> **WORK TO COMPLETE**:
Render the part of the material that opens with the line containing "seg: umbrella shaft" and closes with the line containing "Give the mask of every instance of the umbrella shaft." as a Markdown table with the columns Row and Text, numbering each line and leaving out blank lines.

---------- DATASET RECORDS ----------

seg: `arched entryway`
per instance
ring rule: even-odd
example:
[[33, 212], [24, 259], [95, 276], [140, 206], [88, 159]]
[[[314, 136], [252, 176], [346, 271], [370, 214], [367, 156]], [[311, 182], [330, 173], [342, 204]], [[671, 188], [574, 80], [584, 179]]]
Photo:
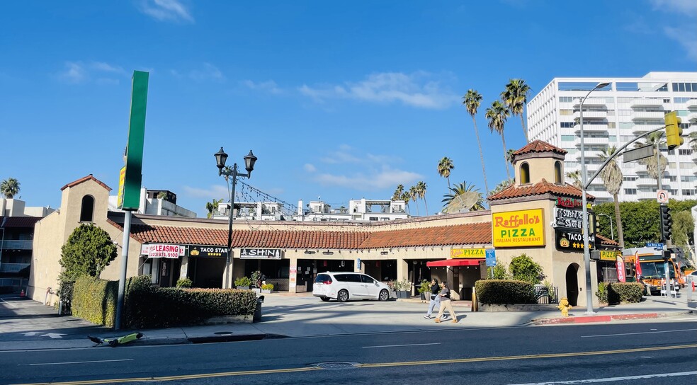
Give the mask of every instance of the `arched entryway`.
[[579, 267], [577, 264], [572, 263], [567, 268], [567, 299], [572, 306], [578, 305], [579, 301]]

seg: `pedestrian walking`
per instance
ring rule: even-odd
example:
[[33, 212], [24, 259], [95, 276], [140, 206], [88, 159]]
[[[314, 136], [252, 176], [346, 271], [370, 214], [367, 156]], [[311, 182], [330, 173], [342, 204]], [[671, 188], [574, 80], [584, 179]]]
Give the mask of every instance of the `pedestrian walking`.
[[431, 298], [429, 301], [429, 310], [426, 312], [426, 315], [424, 318], [426, 319], [431, 319], [431, 315], [434, 314], [434, 309], [440, 309], [441, 306], [441, 296], [438, 294], [441, 292], [441, 286], [438, 285], [438, 280], [434, 278], [431, 280]]
[[453, 309], [453, 304], [450, 303], [450, 289], [448, 288], [448, 282], [443, 281], [441, 284], [441, 292], [438, 296], [441, 297], [441, 309], [438, 312], [438, 316], [436, 316], [436, 323], [438, 323], [441, 322], [441, 317], [443, 316], [443, 314], [446, 311], [446, 309], [450, 312], [450, 316], [453, 318], [453, 322], [458, 323], [458, 316], [455, 314], [455, 309]]

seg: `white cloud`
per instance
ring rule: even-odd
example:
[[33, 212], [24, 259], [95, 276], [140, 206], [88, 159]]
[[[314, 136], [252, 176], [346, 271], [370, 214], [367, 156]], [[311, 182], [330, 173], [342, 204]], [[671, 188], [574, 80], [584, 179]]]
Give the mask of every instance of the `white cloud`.
[[273, 80], [267, 80], [266, 81], [261, 81], [260, 83], [254, 83], [251, 80], [245, 80], [242, 83], [248, 88], [254, 91], [268, 92], [275, 95], [283, 93], [283, 90], [280, 88], [278, 84]]
[[189, 77], [198, 81], [205, 80], [225, 80], [225, 76], [222, 74], [222, 72], [217, 67], [210, 63], [203, 63], [203, 69], [191, 71], [189, 73]]
[[419, 108], [443, 109], [459, 100], [452, 92], [441, 89], [438, 80], [426, 72], [373, 74], [358, 82], [310, 87], [303, 84], [300, 93], [317, 103], [327, 99], [353, 99], [370, 103], [401, 103]]
[[408, 184], [422, 178], [416, 173], [393, 170], [385, 166], [378, 172], [357, 173], [351, 176], [322, 173], [318, 175], [315, 180], [324, 185], [336, 185], [370, 191], [392, 188], [400, 183]]
[[[184, 195], [187, 197], [191, 197], [194, 198], [204, 198], [204, 199], [220, 199], [223, 198], [230, 201], [228, 199], [230, 196], [230, 193], [227, 191], [227, 188], [225, 186], [221, 186], [218, 185], [215, 185], [210, 186], [208, 190], [198, 188], [195, 187], [184, 186], [183, 188]], [[227, 197], [226, 198], [225, 197]]]
[[177, 0], [141, 0], [140, 11], [159, 21], [194, 23], [189, 11]]
[[65, 70], [58, 74], [58, 77], [67, 83], [81, 83], [88, 78], [87, 71], [81, 63], [67, 62]]

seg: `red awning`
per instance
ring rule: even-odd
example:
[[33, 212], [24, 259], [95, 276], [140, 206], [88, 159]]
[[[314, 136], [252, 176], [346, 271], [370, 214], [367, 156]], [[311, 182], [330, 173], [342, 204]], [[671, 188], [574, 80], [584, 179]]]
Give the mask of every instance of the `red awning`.
[[434, 260], [426, 262], [426, 265], [429, 268], [436, 266], [479, 266], [480, 262], [486, 260], [484, 259], [444, 259], [443, 260]]

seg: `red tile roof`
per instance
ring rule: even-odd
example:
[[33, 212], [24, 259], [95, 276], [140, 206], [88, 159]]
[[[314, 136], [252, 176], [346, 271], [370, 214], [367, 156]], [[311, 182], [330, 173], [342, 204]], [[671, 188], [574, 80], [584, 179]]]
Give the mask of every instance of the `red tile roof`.
[[68, 188], [69, 187], [73, 187], [73, 186], [74, 186], [76, 185], [79, 185], [80, 183], [81, 183], [83, 182], [85, 182], [85, 181], [87, 181], [87, 180], [94, 180], [98, 184], [99, 184], [101, 186], [102, 186], [104, 188], [106, 188], [107, 190], [107, 191], [111, 191], [111, 188], [110, 187], [109, 187], [109, 186], [106, 185], [106, 184], [104, 184], [104, 183], [102, 182], [101, 180], [99, 180], [96, 178], [94, 178], [94, 176], [92, 176], [92, 174], [89, 174], [89, 176], [86, 176], [84, 178], [81, 178], [78, 179], [77, 180], [75, 180], [74, 182], [71, 182], [71, 183], [65, 185], [64, 186], [60, 188], [60, 190], [62, 191], [62, 190], [65, 190], [66, 188]]
[[[121, 226], [110, 220], [117, 227]], [[134, 224], [131, 236], [142, 243], [227, 246], [227, 230]], [[387, 231], [233, 230], [232, 247], [361, 249], [492, 243], [490, 222]]]
[[601, 244], [601, 245], [605, 245], [605, 246], [620, 246], [620, 243], [619, 242], [618, 242], [616, 241], [614, 241], [614, 240], [612, 240], [612, 239], [610, 239], [609, 238], [604, 237], [604, 236], [599, 234], [598, 233], [596, 233], [596, 240], [600, 241], [600, 244]]
[[562, 155], [566, 154], [568, 151], [564, 149], [560, 149], [556, 146], [552, 146], [546, 142], [536, 140], [531, 142], [522, 149], [514, 152], [514, 156], [522, 155], [530, 152], [556, 152]]
[[41, 220], [40, 217], [0, 217], [0, 227], [34, 227]]
[[[573, 185], [570, 185], [569, 183], [565, 183], [564, 185], [550, 183], [546, 180], [543, 179], [541, 182], [538, 182], [534, 185], [525, 185], [519, 187], [511, 185], [508, 188], [503, 191], [499, 191], [487, 199], [492, 201], [519, 197], [541, 195], [543, 194], [553, 194], [561, 197], [571, 197], [574, 198], [582, 197], [581, 190]], [[590, 194], [586, 193], [586, 196], [589, 200], [595, 200], [595, 197]]]

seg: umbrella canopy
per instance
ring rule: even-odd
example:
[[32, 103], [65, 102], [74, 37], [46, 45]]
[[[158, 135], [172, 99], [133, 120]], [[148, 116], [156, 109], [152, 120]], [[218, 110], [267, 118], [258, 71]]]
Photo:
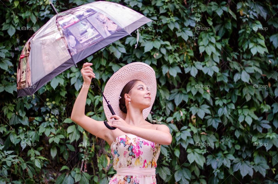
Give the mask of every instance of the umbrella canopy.
[[[80, 61], [152, 21], [124, 6], [101, 1], [55, 15], [30, 38], [21, 52], [17, 97], [32, 95]], [[138, 43], [138, 29], [137, 34]]]

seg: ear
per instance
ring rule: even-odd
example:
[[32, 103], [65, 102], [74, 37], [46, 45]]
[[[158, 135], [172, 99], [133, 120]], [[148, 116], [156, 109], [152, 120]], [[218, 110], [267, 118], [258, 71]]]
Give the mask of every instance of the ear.
[[130, 99], [130, 97], [128, 94], [125, 93], [125, 99], [128, 101], [129, 99]]

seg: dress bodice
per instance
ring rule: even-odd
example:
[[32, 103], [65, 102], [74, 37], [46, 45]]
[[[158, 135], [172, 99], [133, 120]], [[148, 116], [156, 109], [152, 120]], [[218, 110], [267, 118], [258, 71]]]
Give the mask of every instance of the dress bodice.
[[133, 134], [117, 137], [110, 147], [113, 168], [156, 168], [161, 147]]

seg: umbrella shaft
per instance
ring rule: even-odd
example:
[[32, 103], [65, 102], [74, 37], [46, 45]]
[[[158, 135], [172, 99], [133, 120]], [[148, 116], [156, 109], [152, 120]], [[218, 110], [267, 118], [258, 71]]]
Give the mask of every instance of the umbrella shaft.
[[54, 5], [53, 5], [53, 4], [52, 3], [50, 3], [50, 6], [51, 7], [51, 8], [52, 8], [52, 10], [53, 10], [53, 11], [54, 12], [54, 13], [55, 13], [56, 14], [58, 14], [58, 12], [57, 12], [57, 10], [56, 10], [56, 9], [55, 8], [55, 7], [54, 7]]

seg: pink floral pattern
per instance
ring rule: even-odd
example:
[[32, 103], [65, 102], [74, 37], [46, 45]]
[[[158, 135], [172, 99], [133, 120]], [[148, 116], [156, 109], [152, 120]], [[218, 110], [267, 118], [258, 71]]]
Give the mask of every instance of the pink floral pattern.
[[[111, 145], [113, 168], [155, 168], [161, 145], [133, 134], [119, 136]], [[156, 184], [156, 175], [114, 175], [109, 184]]]

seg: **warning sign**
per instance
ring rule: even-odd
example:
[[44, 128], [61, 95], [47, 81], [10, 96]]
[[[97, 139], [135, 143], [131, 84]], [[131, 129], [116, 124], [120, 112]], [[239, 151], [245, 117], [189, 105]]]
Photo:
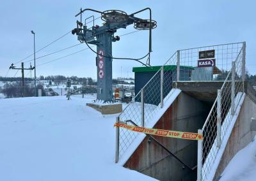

----------

> **ANSWER TO THIS EXERCISE**:
| Row | Text |
|---|---|
| 1 | seg: umbrella shaft |
| 2 | per instance |
| 3 | ring rule: even-odd |
| 4 | example: |
| 5 | [[32, 103], [65, 102], [74, 37], [46, 45]] |
| 6 | [[[158, 135], [172, 99], [133, 120]], [[148, 116], [156, 109], [152, 120]], [[218, 110], [267, 118], [258, 71]]] |
| 7 | Give the mask of every instance of the umbrella shaft. |